◆ **Saved entries**
========================

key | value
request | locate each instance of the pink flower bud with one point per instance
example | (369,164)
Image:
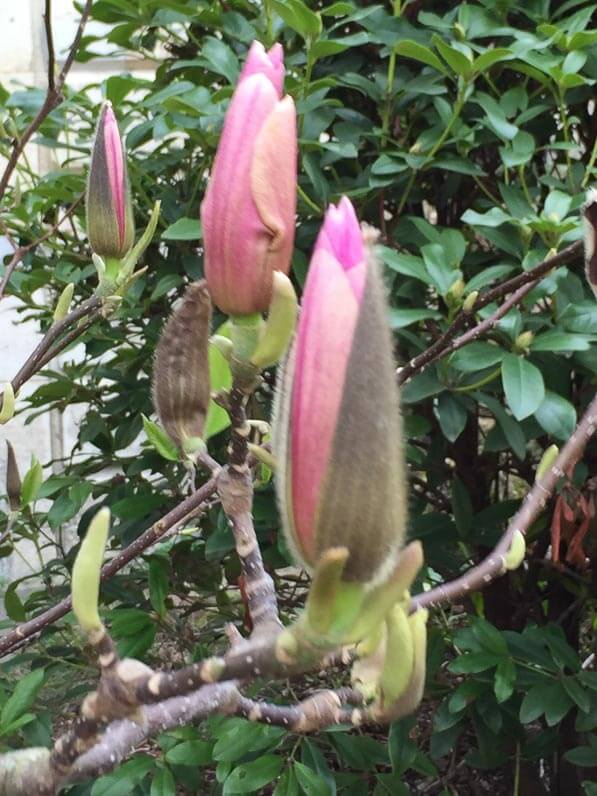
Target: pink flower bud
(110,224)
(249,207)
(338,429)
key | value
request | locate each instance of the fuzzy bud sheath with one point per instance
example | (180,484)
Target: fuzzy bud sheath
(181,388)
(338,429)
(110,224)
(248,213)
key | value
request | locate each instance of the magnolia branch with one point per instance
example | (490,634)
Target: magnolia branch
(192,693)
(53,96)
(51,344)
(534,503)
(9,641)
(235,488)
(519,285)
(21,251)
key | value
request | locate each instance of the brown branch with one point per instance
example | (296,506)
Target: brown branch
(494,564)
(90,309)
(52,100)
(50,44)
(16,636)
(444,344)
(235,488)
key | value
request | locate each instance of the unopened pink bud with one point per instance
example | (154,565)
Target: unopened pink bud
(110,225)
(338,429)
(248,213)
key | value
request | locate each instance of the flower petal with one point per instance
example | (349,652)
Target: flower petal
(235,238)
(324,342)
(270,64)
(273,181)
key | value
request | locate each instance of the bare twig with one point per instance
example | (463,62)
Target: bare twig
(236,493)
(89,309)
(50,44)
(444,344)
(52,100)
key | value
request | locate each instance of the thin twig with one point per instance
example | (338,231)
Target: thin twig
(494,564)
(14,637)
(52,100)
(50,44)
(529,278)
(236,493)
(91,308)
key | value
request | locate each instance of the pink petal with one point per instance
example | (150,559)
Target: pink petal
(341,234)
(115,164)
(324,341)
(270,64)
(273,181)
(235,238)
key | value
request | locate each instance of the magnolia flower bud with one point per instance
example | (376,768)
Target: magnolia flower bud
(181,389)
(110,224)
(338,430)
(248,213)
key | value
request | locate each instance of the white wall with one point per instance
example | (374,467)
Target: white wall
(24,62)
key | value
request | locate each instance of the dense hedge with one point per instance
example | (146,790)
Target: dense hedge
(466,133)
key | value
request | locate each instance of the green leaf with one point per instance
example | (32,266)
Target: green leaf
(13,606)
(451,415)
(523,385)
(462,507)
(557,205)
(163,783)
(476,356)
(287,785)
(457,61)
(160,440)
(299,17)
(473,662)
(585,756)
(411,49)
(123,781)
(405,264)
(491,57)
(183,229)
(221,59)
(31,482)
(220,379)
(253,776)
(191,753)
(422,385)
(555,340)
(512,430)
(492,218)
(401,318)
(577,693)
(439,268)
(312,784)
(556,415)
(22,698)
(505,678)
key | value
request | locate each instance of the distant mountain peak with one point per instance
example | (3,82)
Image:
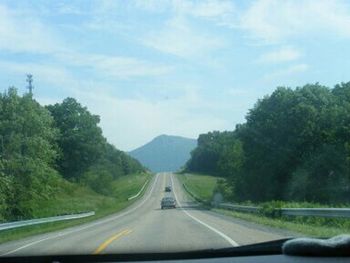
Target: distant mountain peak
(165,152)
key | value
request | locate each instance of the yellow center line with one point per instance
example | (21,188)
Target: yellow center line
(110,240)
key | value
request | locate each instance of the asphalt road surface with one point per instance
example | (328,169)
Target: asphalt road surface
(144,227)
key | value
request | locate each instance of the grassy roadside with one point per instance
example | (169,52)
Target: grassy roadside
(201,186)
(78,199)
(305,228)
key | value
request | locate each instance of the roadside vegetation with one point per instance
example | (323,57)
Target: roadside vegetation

========================

Reproduce every line in the records above that contains the word "vegetation".

◆ **WRITTEN SOLUTION**
request | locate each instance of the roadside vegetation with one point per instance
Target: roadside vegetation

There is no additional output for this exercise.